EXERCISE BRIEF – Find the line containing "Where can the girl", then output it and every line after it through the end of the listing below, exactly as written.

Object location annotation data
=====
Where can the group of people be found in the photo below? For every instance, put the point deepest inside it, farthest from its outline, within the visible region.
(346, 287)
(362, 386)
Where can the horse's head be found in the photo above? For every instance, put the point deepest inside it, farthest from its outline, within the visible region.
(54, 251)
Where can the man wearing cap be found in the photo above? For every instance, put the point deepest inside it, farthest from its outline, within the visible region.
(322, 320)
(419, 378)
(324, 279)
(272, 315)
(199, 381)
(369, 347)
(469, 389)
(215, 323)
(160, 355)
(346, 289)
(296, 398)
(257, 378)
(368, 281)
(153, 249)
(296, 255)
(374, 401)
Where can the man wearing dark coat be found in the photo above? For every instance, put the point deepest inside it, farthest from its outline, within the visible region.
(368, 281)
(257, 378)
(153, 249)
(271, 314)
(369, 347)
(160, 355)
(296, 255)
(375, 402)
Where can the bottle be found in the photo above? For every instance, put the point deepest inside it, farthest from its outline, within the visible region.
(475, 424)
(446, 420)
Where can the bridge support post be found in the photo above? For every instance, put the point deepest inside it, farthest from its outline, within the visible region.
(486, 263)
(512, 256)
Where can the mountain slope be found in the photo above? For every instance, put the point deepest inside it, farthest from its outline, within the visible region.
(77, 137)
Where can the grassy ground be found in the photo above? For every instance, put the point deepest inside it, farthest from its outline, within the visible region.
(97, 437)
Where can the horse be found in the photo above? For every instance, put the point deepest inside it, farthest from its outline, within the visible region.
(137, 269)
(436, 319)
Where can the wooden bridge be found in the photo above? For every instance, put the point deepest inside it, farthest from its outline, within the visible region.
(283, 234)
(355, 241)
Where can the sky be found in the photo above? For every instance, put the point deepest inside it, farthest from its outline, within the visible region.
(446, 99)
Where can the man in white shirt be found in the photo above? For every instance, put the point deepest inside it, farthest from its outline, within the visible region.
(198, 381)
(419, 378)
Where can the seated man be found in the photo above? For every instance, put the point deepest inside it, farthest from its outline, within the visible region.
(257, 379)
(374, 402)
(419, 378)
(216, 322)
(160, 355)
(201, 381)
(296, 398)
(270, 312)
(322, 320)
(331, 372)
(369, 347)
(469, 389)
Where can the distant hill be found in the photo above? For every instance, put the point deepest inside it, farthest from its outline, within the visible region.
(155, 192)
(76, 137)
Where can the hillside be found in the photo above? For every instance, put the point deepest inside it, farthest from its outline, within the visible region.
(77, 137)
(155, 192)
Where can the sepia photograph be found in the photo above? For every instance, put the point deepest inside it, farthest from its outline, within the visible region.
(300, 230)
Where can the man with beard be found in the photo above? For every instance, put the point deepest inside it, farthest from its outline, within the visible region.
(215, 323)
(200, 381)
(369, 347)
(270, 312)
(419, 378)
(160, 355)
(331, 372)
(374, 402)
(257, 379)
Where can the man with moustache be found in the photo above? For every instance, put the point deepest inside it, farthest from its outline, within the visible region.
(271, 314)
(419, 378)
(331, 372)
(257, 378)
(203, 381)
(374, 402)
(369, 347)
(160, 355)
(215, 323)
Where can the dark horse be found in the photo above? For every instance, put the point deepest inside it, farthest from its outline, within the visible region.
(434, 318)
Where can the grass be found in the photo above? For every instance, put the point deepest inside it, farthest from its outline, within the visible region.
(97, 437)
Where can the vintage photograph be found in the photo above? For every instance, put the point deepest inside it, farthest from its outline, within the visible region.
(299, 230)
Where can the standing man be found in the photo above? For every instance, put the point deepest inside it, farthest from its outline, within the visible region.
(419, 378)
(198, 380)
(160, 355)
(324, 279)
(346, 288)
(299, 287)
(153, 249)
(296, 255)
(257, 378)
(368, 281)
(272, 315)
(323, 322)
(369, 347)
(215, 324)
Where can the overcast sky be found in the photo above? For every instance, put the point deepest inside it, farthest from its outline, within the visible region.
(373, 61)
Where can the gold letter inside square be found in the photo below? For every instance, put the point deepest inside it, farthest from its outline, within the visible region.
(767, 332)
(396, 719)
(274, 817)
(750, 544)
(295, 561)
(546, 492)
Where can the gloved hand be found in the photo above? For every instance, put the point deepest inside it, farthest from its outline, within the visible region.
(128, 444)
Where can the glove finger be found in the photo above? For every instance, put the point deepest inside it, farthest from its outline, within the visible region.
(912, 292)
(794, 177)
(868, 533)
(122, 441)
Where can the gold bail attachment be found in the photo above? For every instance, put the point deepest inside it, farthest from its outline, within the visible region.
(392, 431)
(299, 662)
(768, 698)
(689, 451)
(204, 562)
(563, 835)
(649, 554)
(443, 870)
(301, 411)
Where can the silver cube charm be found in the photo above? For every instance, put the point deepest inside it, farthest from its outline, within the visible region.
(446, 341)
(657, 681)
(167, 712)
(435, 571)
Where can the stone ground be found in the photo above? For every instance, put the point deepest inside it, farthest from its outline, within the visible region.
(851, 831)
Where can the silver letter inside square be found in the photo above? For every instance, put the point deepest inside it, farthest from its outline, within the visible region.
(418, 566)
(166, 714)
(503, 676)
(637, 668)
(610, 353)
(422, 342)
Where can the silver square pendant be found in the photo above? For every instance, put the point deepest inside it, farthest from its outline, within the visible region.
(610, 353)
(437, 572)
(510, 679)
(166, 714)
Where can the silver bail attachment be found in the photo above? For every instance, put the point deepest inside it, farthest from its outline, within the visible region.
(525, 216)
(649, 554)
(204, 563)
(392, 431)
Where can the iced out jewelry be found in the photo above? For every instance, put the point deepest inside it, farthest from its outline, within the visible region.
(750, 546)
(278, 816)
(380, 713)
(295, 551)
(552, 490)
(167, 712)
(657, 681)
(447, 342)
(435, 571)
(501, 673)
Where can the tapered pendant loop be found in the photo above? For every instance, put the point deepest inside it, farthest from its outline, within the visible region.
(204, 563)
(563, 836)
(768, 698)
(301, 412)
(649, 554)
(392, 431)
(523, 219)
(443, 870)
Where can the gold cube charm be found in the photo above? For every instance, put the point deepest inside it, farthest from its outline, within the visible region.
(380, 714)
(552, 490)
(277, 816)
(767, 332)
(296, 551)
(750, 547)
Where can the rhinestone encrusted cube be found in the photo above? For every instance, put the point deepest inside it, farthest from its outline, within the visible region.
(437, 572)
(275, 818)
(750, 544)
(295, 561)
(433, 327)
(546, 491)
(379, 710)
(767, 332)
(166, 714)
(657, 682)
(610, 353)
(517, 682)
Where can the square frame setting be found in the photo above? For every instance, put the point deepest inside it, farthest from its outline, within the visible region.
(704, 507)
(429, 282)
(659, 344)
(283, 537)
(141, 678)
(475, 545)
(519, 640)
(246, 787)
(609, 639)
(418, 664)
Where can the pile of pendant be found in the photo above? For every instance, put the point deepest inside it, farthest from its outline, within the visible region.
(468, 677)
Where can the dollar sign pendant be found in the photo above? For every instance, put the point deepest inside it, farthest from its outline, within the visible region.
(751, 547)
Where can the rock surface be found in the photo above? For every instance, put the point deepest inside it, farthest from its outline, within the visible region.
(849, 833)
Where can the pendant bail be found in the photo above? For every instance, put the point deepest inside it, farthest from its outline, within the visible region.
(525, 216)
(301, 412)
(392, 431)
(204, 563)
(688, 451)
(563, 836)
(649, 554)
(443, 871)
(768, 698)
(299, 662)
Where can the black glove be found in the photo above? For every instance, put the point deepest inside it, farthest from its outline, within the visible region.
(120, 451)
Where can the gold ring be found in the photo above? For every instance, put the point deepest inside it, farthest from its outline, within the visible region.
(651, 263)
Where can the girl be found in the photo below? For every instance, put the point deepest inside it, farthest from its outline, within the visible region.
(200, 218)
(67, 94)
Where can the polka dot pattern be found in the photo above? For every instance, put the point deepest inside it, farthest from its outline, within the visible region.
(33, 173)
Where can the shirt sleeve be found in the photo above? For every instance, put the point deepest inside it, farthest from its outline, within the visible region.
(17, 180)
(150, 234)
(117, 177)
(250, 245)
=====
THE RESPONSE –
Where can the girl be found in the photo below? For every instance, put the point deepest inside it, farthest from its outline, within the visible region.
(200, 218)
(67, 94)
Where can the polka dot pattern be found in the photo above? For every instance, put the point deepest inside it, farthest from its outline, within the visible region.
(33, 173)
Where can the shirt sleeve be found in the photo above? For every instance, put the point deepest inside it, farthest from its outline, within the visible region.
(17, 180)
(150, 234)
(117, 177)
(250, 245)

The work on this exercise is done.